Locate every line in the entries below that contains the word "person", and copy each of those lines.

_Records to process_.
- - -

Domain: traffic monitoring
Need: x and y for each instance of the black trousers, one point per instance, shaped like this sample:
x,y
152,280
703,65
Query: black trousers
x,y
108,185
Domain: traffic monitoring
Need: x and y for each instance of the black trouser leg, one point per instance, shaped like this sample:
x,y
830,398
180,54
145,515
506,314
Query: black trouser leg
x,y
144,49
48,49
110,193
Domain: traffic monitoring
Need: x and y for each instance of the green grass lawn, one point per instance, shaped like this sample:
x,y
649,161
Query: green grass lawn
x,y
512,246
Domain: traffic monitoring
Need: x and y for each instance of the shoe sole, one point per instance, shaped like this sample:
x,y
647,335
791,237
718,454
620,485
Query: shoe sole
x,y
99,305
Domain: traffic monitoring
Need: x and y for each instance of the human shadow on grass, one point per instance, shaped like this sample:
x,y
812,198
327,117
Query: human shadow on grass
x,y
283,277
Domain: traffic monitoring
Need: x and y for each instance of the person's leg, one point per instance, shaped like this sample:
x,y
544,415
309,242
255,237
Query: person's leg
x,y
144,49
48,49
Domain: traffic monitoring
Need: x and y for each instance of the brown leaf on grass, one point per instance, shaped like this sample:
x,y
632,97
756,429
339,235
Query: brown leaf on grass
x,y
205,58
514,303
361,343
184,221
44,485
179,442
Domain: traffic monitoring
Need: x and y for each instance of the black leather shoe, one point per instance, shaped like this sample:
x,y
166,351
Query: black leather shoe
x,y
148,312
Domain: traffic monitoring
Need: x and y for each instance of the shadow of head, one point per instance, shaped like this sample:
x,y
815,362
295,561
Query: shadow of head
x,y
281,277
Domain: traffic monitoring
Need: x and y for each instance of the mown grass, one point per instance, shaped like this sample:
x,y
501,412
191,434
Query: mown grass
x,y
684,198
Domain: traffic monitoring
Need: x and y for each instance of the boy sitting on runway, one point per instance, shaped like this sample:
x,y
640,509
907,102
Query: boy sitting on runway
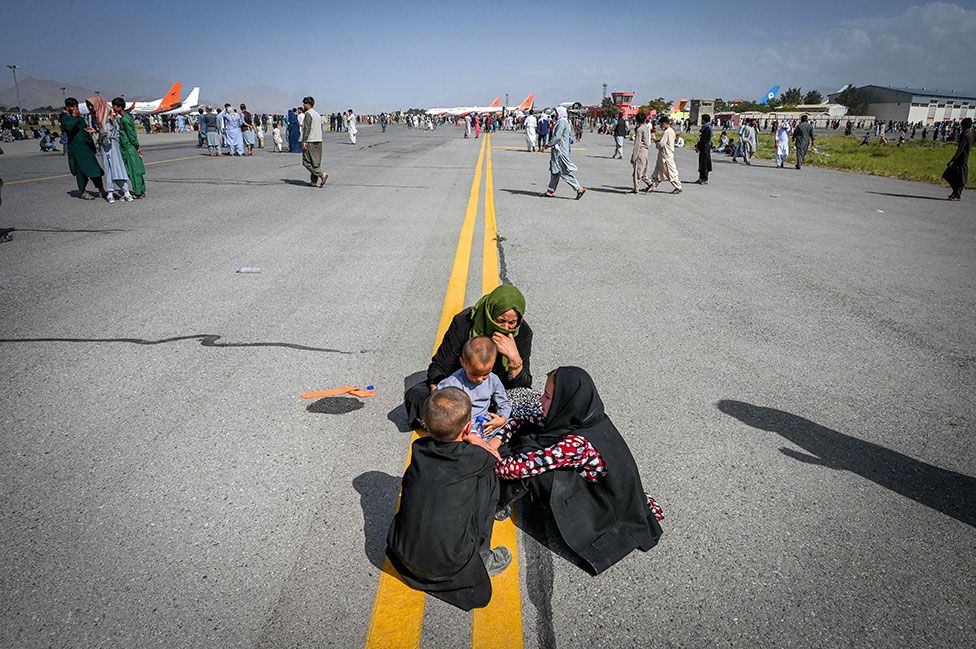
x,y
440,538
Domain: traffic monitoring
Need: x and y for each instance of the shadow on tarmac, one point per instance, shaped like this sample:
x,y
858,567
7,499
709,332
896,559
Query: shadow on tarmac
x,y
334,405
535,194
4,231
926,198
951,493
206,340
378,493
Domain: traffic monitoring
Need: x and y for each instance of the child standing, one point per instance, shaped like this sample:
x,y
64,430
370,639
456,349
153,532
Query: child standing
x,y
440,538
276,137
481,385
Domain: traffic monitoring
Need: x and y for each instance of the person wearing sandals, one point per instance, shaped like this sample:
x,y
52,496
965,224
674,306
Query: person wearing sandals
x,y
575,462
957,171
116,177
312,144
82,162
129,145
560,165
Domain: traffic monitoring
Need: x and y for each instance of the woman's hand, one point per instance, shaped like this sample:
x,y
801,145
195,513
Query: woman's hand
x,y
497,421
507,348
471,438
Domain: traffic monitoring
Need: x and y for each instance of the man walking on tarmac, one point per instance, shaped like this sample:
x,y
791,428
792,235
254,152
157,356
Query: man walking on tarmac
x,y
312,143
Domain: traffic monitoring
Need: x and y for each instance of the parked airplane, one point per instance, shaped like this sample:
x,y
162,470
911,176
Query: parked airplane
x,y
166,102
462,111
188,105
770,95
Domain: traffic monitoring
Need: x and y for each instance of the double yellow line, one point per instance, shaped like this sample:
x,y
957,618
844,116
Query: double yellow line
x,y
398,612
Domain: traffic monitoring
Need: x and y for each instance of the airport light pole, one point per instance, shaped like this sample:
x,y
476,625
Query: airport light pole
x,y
20,109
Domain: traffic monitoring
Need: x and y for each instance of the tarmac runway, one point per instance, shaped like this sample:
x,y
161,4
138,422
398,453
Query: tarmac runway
x,y
790,356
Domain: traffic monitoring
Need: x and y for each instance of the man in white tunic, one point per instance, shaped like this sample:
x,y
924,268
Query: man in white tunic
x,y
783,143
351,116
530,134
665,169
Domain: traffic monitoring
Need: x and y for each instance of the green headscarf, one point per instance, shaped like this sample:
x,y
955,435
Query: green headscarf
x,y
492,305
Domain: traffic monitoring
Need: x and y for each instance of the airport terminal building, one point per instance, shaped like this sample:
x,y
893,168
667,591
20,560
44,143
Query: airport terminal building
x,y
915,104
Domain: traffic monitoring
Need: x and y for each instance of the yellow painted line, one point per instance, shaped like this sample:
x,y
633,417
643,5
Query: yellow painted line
x,y
498,625
398,611
37,180
489,267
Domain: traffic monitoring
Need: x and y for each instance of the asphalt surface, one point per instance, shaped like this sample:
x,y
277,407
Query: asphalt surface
x,y
789,354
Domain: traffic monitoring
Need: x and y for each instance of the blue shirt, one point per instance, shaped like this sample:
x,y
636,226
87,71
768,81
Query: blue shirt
x,y
481,394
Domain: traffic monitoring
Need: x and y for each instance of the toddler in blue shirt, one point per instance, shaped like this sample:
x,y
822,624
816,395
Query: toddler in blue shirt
x,y
481,384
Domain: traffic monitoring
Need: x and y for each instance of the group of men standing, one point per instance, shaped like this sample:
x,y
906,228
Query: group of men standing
x,y
115,140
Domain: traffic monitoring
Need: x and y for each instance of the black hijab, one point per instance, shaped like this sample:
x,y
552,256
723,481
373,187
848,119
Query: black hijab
x,y
601,521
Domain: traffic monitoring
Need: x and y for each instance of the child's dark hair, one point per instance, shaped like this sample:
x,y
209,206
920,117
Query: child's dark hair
x,y
481,350
446,412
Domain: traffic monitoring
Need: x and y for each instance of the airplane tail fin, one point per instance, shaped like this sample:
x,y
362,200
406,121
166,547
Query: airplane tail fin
x,y
171,98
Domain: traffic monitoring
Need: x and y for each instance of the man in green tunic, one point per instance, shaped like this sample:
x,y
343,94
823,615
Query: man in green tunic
x,y
129,146
81,150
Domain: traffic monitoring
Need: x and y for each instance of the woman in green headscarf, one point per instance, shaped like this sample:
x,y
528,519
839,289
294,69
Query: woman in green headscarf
x,y
499,314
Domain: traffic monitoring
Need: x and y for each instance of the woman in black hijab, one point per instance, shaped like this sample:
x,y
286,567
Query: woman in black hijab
x,y
575,462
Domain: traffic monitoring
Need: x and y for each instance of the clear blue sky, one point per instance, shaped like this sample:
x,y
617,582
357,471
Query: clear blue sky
x,y
371,55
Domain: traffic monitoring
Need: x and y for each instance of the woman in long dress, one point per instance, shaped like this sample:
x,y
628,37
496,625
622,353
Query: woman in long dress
x,y
560,165
783,143
232,133
116,177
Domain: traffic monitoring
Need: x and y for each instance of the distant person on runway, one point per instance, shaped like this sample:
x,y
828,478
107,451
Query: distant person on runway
x,y
619,135
560,165
81,150
129,145
665,168
957,171
201,131
748,139
276,137
638,158
115,177
233,134
211,124
543,132
704,148
803,137
783,132
530,132
312,143
294,132
351,120
247,130
575,463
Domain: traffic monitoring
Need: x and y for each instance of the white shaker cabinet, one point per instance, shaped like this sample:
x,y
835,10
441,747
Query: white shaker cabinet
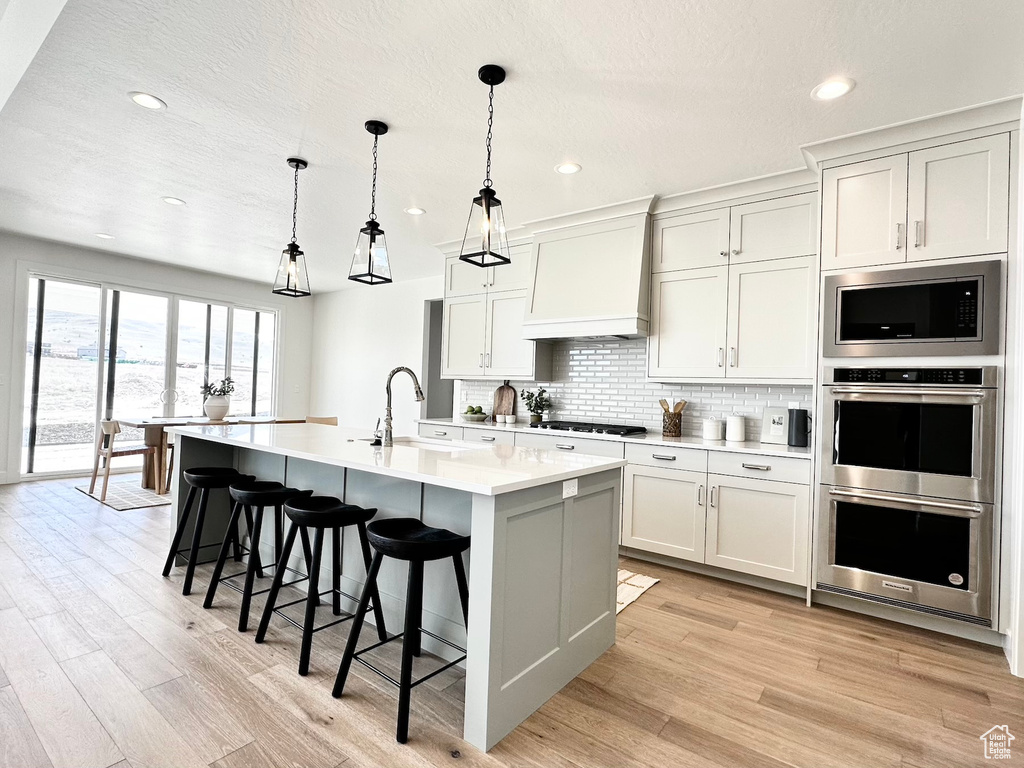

- - -

_Task solution_.
Need: x and y for each instance of the person's leg, one point per instance, shaped like this sample:
Query: person's leg
Need: x and y for each instance of the person wearing sandals, one point per instance, shaped like this sample:
Query: person wearing sandals
Need: x and y for each instance of the distant person on runway, one point per instance, shaped like this sample:
Query: distant person on runway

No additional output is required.